• [DOCUMENT SEGMENT]
I have created 2 logstash pipelines to index docs in Index A and Index B. I am pulling data from 2 tables in Oracle DB and indexing it in Index A & B respectively.
The requirement is to update all docs in Index B for a given attribute value term/filter, if the attribute changes in Index A
I am trying to trigger one to many bulk updates to docs in Index B using _update_by_query & HTTP output plugin in logstash i.e. if a doc updates in Index A , I want to update multiple docs in Index B.
Approach# 1
Here is what i have done to achieve this i Index A:
filter {
ruby {
code => "
boolArr = [
{
'term'=> {
'rootAttr.childAttr1.keyword' => {
'value' => event.get('[rootAttr][childAttr1]')
}
}
},
{
'term'=> {
'rootAttr.childAttr2.division.keyword' => {
'value' => event.get('[rootAttr][childAttr2]')
}
}
}
]
event.set('[query][bool][must]', boolArr )
event.set('[script][params][newRootAttr]', event.get('rootAttr') )
"
}
mutate {
add_field => {
"[script][lang]" => "painless"
"[script][source]" => "ctx._source.rootAttr = params.newRootAttr"
}
}
}
output {
http {
url => "${elasticsearch_hosts}/index_B/_update_by_query?conflicts=proceed"
http_method => "post"
format => "json"
}
}
Approach# 2:
Pull data from DB based on greatest value of tracking column from both the tables & re-index docs in Index B
I want to understand what is the best approach out of above 2 approaches from performance and error handling perspective.
Thanks,
Mo

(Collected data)
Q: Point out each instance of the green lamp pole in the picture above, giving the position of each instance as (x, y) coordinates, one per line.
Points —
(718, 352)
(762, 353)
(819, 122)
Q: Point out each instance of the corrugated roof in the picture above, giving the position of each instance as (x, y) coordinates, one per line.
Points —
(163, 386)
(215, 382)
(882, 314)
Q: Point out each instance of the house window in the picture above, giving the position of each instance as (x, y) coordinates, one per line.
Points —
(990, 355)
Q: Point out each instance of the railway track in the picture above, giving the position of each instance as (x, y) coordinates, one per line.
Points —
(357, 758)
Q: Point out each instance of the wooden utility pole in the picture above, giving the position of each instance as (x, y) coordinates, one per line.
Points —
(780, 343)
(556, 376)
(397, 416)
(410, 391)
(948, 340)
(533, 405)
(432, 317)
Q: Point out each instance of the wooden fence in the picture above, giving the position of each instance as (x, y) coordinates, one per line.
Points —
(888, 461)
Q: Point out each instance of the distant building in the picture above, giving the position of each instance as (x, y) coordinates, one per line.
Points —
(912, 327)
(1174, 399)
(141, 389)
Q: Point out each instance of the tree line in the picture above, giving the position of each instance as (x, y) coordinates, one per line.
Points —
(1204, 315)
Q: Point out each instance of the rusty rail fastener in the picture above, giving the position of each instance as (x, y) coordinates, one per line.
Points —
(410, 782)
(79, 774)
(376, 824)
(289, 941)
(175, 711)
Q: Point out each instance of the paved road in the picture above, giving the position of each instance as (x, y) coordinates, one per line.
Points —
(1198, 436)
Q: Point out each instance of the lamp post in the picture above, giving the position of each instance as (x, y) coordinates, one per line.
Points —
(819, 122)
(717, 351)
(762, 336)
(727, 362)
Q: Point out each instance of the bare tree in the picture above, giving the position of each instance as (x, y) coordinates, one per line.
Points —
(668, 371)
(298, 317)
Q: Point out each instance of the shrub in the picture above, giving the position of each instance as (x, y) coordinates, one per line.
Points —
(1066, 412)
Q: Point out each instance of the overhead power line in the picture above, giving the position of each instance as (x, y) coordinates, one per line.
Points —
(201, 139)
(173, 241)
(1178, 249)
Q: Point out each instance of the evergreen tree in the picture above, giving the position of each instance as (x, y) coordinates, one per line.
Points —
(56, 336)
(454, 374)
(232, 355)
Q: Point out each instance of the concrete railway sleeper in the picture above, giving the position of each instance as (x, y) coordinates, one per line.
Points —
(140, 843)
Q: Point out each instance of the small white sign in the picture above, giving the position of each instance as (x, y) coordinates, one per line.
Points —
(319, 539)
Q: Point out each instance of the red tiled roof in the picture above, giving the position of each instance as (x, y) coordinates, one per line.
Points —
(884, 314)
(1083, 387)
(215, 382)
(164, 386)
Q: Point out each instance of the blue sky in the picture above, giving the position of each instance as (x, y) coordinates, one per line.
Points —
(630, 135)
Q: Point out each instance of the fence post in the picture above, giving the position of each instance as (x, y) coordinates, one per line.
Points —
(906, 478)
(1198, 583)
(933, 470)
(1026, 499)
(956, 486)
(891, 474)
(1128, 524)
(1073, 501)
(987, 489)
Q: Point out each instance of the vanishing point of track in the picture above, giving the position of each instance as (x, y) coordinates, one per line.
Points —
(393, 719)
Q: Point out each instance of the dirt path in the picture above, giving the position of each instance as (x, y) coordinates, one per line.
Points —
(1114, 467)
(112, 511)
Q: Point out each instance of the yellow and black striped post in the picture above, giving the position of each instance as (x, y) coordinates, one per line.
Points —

• [REQUEST 1] List every event field path that the filter section of the Logstash post assigns a value to, whether through event.set or add_field.
• [REQUEST 2] Render this sentence from the Logstash post in Spanish: "I want to understand what is the best approach out of above 2 approaches from performance and error handling perspective."

• [TASK RESPONSE 1]
- [query][bool][must]
- [script][params][newRootAttr]
- [script][lang]
- [script][source]

• [TASK RESPONSE 2] Quiero entender cuál es el mejor enfoque de los 2 enfoques anteriores desde la perspectiva del rendimiento y del manejo de errores.